SOURCE PASSAGE =
____________________

2) There will be more Two-Way Players in the future

I was fascinated by the off-season stories of Ichiro Suzuki throwing off a mound and working on his pitching as a possible contingency plan for the World Baseball Classic. It seemed like an entertaining notion – Ichiro has a cannon for an arm, he is acutely aware of his mechanics and his conditioning, so why not let him throw an occasional inning or two?

I think that as the game evolves, Major League Baseball will start developing a plethora of players who can pitch and hit. To be honest, the growing evidence for this trend is pretty substantive. Names like Brooks Kieschnick, Micah Owings, Rick Ankiel, Carlos Zambrano, Dave McCarty, and Adam Loewen jump to mind immediately as recent modern examples.

____________________

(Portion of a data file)
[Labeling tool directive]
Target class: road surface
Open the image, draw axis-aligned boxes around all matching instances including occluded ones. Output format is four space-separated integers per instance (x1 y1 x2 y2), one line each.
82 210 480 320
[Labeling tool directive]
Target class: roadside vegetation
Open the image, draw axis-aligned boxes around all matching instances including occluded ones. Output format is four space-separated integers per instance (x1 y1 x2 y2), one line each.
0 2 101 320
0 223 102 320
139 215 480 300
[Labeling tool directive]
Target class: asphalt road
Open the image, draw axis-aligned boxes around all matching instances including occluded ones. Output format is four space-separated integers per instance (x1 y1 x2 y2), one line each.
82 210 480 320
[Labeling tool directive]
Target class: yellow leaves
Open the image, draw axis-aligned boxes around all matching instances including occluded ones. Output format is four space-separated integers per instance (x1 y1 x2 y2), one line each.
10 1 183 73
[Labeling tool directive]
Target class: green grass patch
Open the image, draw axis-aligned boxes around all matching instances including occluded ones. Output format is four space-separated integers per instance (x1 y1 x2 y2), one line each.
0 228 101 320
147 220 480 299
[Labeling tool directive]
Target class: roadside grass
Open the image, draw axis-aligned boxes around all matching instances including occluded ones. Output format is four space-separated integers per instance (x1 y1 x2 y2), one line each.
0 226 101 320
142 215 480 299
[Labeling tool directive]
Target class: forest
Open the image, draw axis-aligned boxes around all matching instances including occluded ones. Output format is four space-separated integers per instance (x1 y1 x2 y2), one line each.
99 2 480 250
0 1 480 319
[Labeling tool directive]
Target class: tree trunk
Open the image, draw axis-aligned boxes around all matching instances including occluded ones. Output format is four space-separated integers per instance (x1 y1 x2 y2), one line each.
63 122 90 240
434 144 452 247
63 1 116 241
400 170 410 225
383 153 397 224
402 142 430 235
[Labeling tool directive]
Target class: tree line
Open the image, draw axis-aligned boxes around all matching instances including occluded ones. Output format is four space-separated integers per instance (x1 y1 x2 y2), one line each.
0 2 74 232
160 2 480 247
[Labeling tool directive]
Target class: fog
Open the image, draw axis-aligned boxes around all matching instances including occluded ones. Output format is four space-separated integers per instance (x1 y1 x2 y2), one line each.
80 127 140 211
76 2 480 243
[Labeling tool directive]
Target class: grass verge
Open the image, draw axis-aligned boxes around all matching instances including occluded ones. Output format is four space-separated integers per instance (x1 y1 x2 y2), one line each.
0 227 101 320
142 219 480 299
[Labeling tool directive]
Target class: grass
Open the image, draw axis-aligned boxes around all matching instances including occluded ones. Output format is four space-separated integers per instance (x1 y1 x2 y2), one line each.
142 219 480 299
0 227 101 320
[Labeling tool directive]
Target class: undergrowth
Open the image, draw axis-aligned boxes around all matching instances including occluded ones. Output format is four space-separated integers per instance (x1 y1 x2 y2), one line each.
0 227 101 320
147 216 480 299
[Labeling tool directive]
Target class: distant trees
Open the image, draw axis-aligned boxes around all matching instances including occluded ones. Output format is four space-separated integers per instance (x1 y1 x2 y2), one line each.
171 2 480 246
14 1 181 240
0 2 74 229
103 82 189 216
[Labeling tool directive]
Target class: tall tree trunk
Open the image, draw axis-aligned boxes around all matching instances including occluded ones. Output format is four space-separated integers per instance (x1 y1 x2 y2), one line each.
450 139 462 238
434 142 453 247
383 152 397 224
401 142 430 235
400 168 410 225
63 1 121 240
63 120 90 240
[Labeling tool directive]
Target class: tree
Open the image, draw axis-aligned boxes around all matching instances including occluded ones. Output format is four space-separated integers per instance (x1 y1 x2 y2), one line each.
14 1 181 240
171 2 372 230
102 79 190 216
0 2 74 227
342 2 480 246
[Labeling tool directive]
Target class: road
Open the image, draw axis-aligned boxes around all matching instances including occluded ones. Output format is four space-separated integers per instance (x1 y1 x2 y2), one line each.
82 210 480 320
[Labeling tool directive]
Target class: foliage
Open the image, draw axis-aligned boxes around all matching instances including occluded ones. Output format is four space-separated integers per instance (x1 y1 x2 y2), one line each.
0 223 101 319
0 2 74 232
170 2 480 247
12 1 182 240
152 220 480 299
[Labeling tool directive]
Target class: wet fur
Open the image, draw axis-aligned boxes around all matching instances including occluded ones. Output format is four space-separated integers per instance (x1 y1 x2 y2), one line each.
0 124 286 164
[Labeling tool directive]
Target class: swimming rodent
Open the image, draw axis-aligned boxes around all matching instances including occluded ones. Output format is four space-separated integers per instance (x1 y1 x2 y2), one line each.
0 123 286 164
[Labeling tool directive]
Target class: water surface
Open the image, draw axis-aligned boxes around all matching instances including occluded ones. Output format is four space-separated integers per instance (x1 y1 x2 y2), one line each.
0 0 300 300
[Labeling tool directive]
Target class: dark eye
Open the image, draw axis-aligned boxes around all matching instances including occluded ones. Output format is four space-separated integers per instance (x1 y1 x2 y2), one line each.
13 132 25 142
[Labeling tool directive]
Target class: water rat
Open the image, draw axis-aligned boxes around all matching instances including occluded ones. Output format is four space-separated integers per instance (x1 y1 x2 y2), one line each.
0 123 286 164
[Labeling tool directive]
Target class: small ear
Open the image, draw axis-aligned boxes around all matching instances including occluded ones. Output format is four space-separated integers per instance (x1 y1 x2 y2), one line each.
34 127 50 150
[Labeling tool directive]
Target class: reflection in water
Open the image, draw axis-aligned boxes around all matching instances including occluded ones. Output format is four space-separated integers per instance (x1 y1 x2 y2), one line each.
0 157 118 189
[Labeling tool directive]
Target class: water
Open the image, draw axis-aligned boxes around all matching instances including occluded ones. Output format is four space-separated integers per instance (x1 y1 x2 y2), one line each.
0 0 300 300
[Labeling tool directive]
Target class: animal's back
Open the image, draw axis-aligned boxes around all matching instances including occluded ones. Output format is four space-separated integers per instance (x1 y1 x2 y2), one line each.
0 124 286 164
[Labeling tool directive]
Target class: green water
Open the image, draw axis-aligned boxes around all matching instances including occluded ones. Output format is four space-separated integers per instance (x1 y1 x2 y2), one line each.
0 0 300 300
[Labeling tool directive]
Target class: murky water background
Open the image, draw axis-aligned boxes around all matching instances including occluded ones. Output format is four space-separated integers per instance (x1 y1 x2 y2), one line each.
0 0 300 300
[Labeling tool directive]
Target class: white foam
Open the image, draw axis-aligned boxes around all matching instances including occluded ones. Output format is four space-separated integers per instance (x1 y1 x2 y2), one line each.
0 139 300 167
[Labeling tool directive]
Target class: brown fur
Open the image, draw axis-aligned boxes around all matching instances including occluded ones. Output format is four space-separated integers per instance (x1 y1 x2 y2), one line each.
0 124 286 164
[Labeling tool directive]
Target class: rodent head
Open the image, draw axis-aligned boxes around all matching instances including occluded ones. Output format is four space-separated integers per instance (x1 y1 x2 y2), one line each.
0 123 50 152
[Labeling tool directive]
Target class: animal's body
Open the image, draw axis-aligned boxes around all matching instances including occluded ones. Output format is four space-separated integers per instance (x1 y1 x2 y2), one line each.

____________________

STATED PROBLEM = Please continue the passage on two-way baseball players from where it stops.

REPLY =
Brooks Kieschnick was a legitimate two-way player for the last couple of years of his career in Milwaukee, making appearances as a both a hitter and a pitcher. Micah Owings has been a starting pitcher for the Diamondbacks and the Reds, who is regularly called on to pinch hit because of his .319/.355/.552 lifetime stats in the Majors. In 2000, Rick Ankiel started 30 games, won 11, and had a 3.50 ERA as a rookie, then transformed himself into a centerfielder who hit 25 homers last year. Carlos Zambrano batted .337/.337/.554 last year with 4 HRs and 14 RBIs in 83 AB in 2008. Dave McCarty put up a 2.45 ERA and a .818 WHIP in 3 mound appearances in 2004 while making over 80 appearances as a first baseman and outfielder. And Adam Lowen has started 29 games as a pitcher for the Orioles in the last three years, but is now undergoing a conversion as a hitter because of the damage sustained by his arm.

Clearly, “a pitcher who can hit” or “a hitter who can pitch” is not some far-fetched, fanciful notion. These athletes exist, and they walk among us even now. But their skills are rarely utilized to full capacity. With the possible exception of Kieschnick, rarely are they expected to contribute equally on both sides of the equation.

It's odd that in a sport where the most iconic player in history was a left-handed pitcher who was converted into a slugging outfielder due to his batting prowess, that there isn't a greater proliferation of athletes who hit and pitch. I suspect that people think it's hard to develop both sets of skills. Except that players like Kieschnick, Owings, Ankiel, and Zambrano seem to have done it with a decent level of success without any undue hardship.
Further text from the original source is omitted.